>> begin Material supplied

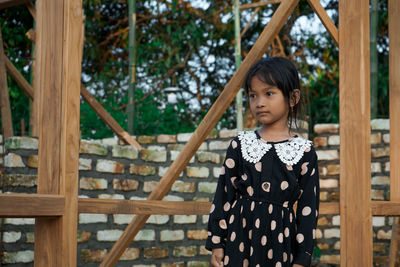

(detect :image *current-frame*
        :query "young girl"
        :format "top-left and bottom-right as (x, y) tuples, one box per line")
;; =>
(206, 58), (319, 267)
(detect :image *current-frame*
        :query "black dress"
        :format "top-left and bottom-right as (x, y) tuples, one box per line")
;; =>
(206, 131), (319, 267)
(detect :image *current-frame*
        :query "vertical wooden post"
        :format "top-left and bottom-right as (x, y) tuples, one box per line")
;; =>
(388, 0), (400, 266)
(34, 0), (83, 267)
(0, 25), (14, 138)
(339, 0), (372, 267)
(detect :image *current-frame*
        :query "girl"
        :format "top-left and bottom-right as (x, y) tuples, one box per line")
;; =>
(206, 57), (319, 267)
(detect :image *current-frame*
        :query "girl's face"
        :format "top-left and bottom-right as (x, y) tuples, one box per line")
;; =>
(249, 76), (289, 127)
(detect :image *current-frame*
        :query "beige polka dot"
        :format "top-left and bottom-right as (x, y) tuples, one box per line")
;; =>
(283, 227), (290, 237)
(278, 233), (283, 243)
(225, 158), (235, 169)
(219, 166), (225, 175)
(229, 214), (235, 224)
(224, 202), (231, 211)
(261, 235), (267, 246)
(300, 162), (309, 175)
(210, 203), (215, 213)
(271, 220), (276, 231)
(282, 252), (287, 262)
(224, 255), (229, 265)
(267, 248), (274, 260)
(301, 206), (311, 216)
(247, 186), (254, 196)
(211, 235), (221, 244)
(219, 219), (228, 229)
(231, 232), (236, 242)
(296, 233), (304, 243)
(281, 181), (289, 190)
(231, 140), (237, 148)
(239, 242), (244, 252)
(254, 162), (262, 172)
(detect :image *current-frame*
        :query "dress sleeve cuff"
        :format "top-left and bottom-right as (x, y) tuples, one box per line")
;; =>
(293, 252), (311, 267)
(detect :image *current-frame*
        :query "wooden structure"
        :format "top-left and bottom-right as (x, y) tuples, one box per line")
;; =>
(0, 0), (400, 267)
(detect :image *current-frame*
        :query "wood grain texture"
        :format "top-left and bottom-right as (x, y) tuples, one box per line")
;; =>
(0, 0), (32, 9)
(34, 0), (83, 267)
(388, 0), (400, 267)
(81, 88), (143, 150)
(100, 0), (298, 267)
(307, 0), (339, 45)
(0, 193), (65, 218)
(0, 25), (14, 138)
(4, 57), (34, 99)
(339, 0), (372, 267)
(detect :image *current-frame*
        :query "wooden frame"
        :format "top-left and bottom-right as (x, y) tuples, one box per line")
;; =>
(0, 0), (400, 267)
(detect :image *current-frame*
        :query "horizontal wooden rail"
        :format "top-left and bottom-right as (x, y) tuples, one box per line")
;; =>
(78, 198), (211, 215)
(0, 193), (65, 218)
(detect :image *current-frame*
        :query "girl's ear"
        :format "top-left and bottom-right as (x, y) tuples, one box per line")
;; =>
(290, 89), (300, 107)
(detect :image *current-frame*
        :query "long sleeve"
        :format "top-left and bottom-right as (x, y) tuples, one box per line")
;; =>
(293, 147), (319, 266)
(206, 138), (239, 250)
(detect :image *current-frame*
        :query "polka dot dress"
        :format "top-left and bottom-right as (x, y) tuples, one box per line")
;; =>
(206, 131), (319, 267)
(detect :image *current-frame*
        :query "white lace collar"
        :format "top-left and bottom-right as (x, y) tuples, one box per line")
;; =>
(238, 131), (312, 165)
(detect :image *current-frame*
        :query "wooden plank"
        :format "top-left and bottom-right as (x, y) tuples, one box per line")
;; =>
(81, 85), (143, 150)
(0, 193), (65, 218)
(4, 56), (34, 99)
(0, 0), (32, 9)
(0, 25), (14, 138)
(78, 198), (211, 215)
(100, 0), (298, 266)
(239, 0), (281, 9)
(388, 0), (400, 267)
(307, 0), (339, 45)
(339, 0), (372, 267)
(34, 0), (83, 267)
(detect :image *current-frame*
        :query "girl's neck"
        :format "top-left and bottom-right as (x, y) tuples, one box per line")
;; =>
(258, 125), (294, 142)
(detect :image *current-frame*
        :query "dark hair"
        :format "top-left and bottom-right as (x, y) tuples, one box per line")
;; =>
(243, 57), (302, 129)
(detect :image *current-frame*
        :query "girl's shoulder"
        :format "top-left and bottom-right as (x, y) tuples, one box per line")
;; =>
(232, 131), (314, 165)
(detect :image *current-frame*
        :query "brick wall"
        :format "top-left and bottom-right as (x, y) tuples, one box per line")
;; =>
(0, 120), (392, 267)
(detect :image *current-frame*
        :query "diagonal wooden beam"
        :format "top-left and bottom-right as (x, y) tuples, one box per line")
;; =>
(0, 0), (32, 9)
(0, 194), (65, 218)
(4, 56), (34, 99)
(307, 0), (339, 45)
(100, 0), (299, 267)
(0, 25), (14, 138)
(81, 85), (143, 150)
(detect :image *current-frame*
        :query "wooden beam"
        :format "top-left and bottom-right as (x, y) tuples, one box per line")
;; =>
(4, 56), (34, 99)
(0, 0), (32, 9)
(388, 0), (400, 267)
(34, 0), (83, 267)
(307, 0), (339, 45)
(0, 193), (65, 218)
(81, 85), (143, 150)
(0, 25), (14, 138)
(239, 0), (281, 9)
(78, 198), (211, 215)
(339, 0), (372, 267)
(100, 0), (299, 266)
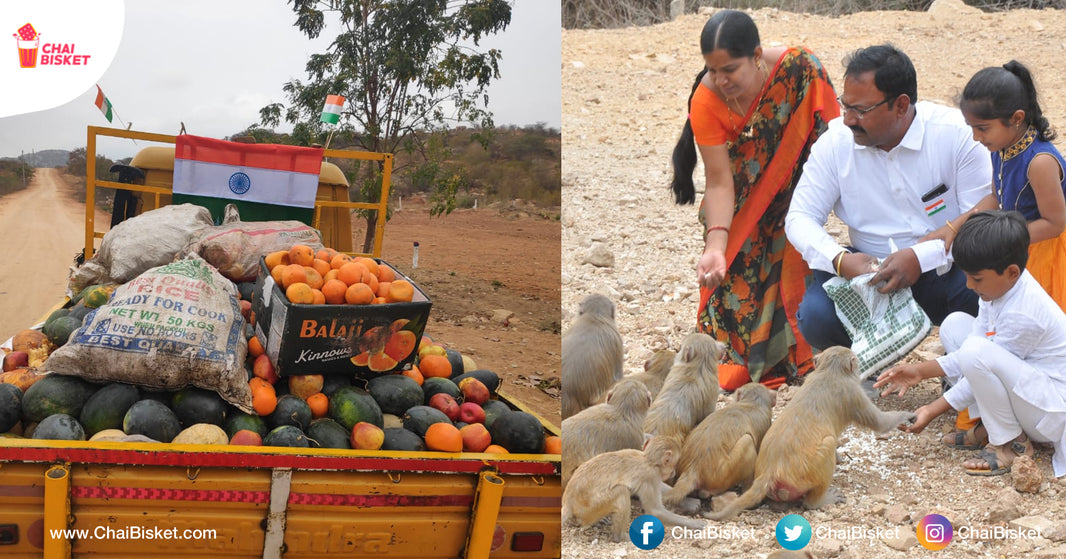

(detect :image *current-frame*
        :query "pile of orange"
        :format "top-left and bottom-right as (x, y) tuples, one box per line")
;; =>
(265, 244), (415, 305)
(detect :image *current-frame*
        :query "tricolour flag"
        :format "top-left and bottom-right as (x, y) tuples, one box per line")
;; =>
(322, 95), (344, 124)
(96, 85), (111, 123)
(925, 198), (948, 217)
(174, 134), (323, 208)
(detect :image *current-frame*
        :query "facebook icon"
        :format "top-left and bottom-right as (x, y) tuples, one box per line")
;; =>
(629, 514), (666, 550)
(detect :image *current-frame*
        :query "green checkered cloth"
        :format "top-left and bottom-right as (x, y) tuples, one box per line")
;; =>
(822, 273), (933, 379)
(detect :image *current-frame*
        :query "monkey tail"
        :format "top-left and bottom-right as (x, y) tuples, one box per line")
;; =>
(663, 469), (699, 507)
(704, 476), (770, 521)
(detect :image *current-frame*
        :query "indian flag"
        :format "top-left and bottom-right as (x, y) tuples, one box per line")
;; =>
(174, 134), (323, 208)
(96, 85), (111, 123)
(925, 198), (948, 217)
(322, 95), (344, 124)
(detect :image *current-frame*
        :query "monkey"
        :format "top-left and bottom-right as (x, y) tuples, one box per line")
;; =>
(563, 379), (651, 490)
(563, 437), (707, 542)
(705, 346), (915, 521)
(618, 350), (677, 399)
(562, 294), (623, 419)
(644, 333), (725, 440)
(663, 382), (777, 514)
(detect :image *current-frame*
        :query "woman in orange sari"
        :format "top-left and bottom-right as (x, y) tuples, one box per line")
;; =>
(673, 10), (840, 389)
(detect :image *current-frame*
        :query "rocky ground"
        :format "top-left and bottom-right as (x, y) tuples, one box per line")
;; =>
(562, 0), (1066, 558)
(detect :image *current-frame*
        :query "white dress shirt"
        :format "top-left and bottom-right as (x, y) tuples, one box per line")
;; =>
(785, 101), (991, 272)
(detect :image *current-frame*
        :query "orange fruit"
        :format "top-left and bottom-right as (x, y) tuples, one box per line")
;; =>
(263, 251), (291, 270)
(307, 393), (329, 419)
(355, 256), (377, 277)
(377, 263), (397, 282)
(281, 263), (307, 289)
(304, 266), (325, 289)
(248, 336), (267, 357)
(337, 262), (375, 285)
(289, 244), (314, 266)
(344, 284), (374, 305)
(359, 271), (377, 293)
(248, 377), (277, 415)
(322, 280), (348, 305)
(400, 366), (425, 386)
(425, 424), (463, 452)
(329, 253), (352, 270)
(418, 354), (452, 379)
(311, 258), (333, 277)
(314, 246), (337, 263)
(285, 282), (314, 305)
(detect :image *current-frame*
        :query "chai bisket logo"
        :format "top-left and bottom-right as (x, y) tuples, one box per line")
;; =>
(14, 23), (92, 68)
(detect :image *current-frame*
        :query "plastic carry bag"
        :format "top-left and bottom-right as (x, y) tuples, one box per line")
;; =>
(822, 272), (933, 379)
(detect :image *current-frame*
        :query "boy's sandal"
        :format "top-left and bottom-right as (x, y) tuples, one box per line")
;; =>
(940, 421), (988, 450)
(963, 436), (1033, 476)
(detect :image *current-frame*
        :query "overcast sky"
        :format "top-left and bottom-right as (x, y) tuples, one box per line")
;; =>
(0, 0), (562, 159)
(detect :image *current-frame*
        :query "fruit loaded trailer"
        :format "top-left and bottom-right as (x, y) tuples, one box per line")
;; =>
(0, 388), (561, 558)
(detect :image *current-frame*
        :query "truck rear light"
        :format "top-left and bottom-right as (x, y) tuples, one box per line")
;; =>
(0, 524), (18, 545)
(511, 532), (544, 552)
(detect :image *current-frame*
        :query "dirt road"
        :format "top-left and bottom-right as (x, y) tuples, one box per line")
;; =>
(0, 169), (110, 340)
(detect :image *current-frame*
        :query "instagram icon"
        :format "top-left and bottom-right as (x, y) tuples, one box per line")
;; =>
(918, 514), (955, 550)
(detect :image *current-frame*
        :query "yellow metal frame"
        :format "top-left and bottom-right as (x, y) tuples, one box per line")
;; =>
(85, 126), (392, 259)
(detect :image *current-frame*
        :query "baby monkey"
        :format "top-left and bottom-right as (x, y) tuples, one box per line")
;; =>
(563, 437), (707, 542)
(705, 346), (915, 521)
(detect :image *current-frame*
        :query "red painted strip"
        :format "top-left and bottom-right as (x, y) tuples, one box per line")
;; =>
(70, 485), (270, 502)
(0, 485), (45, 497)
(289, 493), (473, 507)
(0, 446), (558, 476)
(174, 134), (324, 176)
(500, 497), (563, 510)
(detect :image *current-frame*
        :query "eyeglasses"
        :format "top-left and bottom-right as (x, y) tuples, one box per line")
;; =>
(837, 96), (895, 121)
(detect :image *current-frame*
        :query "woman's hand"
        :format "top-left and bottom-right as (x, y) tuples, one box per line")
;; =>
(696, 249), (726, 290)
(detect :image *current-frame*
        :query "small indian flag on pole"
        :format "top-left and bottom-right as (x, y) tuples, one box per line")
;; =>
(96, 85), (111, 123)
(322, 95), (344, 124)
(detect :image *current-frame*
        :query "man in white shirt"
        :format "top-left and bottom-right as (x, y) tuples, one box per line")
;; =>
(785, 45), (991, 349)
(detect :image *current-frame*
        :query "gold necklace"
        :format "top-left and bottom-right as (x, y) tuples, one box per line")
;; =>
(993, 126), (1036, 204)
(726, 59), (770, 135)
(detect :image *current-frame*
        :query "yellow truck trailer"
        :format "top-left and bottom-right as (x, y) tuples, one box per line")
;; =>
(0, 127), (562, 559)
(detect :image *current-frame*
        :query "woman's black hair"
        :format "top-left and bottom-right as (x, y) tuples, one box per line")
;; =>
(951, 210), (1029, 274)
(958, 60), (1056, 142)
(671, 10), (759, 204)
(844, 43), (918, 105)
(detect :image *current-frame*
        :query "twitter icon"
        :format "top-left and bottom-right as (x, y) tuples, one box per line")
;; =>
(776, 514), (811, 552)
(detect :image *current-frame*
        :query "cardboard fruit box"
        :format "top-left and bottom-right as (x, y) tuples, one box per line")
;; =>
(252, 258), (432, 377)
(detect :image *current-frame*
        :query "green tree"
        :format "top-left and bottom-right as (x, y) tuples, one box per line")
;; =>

>> end Material supplied

▸ **Objective**
Find every line in the recorded data above that contains the word "green", and copy each of those lines.

▸ **Result below**
        :query "green checkered cloth"
        :query "green tree"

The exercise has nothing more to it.